State how many lines in the following entries hold the word "shingle". The reply is that number only.

--- Data extract Enclosed Below ---

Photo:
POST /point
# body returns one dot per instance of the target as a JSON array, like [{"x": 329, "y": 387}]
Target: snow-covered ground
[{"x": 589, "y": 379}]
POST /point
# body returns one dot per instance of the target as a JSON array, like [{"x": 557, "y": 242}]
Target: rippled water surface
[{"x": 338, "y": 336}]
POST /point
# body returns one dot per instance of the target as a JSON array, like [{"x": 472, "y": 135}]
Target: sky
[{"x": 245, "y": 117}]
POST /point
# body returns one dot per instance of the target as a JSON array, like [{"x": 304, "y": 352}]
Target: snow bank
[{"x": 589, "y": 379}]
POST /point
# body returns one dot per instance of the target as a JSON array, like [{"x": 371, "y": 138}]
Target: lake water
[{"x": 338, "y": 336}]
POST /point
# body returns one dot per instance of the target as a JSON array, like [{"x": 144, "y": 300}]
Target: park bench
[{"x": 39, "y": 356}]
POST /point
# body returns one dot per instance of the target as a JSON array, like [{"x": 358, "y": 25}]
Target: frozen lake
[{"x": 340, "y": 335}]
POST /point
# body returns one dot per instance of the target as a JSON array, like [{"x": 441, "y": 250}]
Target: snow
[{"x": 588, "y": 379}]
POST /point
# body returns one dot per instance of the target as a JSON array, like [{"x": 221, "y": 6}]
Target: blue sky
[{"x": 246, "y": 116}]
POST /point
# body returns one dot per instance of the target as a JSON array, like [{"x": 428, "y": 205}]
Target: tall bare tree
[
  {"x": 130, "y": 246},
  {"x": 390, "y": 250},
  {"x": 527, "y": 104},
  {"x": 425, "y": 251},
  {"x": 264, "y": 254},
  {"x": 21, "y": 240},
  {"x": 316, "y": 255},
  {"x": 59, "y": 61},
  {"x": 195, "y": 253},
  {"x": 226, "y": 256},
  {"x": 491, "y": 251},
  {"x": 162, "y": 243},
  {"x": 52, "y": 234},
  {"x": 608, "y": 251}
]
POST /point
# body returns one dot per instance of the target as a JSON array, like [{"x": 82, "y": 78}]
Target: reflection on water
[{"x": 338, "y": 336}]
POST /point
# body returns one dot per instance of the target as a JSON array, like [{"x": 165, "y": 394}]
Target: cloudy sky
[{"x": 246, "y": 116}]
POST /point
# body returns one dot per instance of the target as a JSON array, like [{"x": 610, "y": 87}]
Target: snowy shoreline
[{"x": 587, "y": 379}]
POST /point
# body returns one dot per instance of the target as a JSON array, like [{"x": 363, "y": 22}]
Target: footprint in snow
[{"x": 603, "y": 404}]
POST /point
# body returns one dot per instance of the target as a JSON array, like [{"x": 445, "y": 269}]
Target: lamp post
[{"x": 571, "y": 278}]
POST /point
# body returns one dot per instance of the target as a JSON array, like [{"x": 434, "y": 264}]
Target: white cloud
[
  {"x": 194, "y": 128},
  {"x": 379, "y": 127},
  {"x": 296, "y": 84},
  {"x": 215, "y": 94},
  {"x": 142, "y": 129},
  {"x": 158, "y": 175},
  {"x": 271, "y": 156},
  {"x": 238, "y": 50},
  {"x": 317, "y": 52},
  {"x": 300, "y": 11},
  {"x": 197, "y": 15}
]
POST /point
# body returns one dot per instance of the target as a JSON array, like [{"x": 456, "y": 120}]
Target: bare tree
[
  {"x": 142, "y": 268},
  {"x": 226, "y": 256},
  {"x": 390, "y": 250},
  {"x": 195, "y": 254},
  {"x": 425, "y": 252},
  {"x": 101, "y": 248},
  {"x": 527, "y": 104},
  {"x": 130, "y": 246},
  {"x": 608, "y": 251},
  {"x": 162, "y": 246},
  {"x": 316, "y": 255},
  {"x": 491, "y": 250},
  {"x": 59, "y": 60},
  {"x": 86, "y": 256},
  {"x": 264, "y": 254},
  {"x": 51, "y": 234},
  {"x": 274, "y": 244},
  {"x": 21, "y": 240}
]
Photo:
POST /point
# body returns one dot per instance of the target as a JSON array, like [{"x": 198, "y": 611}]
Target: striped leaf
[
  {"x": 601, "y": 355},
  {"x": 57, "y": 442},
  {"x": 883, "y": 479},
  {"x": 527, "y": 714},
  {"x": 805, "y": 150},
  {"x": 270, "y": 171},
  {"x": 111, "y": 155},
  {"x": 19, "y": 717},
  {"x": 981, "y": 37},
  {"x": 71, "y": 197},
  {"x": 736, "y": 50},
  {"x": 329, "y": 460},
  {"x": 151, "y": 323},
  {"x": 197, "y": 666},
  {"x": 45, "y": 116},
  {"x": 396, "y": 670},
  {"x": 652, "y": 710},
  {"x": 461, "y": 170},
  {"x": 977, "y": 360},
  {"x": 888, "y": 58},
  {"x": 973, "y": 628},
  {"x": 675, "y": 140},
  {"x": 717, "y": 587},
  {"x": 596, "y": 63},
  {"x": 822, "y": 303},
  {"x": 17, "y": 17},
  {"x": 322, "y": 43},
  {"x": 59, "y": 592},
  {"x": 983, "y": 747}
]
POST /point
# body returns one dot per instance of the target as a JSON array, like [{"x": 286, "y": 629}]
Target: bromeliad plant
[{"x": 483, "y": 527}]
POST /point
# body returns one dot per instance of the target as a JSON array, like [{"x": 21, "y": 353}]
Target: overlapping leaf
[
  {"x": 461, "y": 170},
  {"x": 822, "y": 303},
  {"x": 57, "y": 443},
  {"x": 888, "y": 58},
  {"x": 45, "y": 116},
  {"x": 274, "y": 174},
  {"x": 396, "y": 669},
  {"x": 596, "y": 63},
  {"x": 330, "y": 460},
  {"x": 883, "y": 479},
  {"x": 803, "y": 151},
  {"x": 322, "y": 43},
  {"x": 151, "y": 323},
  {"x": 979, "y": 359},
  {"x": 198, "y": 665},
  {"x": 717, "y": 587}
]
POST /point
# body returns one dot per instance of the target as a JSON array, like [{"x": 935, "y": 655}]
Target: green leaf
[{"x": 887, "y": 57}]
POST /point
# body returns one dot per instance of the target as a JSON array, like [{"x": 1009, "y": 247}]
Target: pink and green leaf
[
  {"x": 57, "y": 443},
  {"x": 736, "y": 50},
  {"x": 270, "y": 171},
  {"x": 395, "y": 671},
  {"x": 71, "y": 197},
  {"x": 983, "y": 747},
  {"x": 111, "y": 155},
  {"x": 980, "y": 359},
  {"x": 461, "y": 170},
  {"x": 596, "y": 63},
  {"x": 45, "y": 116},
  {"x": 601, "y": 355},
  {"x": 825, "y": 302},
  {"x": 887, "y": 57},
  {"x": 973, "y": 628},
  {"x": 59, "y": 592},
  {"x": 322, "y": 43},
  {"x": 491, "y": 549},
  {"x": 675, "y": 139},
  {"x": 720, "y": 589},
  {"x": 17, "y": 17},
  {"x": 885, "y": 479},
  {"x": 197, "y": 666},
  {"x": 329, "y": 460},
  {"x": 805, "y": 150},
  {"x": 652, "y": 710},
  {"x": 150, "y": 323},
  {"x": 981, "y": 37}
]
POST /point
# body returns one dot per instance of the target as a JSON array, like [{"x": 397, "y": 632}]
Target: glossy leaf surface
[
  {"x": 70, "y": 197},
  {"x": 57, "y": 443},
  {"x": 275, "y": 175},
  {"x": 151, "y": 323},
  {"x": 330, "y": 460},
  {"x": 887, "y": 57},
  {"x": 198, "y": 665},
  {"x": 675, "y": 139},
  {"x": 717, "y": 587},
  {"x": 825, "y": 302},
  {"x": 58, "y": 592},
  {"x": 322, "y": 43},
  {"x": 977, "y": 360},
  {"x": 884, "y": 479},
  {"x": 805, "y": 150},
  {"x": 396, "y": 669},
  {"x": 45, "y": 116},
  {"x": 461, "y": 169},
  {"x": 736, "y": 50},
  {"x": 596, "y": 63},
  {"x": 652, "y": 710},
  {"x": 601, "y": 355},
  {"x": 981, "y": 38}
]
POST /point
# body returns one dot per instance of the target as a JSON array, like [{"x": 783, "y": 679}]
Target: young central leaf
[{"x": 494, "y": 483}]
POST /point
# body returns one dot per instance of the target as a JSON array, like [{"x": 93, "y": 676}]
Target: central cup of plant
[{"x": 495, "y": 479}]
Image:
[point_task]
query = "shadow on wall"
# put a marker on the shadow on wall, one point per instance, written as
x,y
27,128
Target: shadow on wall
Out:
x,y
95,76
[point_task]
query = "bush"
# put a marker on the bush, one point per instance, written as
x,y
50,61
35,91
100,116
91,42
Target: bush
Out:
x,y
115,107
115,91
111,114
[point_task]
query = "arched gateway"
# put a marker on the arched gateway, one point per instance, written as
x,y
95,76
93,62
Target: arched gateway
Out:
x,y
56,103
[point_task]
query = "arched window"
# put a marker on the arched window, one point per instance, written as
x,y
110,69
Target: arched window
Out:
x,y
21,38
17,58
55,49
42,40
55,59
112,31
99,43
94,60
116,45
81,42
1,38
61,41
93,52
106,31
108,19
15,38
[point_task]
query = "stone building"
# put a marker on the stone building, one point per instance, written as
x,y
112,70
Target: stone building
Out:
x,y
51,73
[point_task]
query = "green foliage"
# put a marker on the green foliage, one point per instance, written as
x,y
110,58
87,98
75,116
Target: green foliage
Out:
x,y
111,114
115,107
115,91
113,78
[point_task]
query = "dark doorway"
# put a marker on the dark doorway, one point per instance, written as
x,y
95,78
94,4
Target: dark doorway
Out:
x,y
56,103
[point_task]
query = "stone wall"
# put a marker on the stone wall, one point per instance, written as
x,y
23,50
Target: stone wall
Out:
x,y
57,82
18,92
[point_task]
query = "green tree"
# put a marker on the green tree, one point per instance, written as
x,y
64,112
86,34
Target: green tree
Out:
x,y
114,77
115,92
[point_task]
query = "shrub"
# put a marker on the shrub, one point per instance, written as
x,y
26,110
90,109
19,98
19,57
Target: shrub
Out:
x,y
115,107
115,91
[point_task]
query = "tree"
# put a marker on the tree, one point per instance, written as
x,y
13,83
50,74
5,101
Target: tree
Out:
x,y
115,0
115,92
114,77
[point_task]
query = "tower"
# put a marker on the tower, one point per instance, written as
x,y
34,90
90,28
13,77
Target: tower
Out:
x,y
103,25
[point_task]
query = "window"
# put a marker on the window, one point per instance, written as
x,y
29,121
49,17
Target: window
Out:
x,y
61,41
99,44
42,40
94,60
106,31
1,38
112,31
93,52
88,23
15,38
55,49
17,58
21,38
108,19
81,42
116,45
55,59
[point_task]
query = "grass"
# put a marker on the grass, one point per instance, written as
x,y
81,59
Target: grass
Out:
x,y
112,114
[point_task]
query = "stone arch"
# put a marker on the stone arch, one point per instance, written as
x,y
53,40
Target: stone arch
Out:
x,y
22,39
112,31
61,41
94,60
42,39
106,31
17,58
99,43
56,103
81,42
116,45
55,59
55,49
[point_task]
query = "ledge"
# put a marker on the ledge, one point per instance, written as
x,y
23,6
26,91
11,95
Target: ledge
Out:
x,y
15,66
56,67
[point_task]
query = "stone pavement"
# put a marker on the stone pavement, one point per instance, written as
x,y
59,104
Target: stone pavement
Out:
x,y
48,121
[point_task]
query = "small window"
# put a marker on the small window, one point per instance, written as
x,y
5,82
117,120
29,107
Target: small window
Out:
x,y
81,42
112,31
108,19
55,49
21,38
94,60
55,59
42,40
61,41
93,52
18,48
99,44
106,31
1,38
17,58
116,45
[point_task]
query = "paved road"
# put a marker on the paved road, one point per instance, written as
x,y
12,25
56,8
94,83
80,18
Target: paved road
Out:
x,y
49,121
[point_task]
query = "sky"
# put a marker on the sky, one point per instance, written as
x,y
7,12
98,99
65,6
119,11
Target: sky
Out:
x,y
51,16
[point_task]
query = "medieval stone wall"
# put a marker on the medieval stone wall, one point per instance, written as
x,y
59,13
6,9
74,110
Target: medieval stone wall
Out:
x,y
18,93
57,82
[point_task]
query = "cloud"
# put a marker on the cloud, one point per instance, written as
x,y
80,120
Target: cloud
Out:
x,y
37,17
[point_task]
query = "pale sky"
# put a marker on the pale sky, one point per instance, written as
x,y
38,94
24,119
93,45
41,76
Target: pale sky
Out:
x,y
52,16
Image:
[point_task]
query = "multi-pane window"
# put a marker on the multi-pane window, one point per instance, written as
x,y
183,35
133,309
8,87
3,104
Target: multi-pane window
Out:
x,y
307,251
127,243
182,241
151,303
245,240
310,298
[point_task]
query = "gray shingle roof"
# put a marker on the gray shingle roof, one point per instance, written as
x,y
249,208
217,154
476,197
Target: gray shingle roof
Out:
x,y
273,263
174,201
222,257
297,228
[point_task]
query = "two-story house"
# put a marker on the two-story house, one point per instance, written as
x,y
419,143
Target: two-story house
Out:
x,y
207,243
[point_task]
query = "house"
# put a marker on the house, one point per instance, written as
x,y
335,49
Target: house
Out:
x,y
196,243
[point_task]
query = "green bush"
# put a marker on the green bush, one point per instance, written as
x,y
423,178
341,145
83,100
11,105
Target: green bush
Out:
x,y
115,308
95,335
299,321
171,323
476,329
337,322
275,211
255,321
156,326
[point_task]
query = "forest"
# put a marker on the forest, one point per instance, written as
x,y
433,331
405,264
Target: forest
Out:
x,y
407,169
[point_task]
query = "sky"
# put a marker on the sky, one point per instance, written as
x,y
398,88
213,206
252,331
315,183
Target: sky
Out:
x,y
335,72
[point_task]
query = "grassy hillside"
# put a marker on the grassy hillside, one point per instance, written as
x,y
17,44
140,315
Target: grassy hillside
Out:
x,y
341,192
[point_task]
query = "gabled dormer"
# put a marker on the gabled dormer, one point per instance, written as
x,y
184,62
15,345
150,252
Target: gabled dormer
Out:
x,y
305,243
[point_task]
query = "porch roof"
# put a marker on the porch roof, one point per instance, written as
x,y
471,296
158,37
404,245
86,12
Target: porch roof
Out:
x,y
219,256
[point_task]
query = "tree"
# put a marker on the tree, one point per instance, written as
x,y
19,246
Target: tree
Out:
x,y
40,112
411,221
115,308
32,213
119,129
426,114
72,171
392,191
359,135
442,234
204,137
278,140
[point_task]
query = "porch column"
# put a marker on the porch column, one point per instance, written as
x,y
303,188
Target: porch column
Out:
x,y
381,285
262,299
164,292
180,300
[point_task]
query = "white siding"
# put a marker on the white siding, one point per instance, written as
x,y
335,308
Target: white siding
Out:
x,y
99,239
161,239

--- End of Enclosed Data extract ---

### Solution to the exercise
3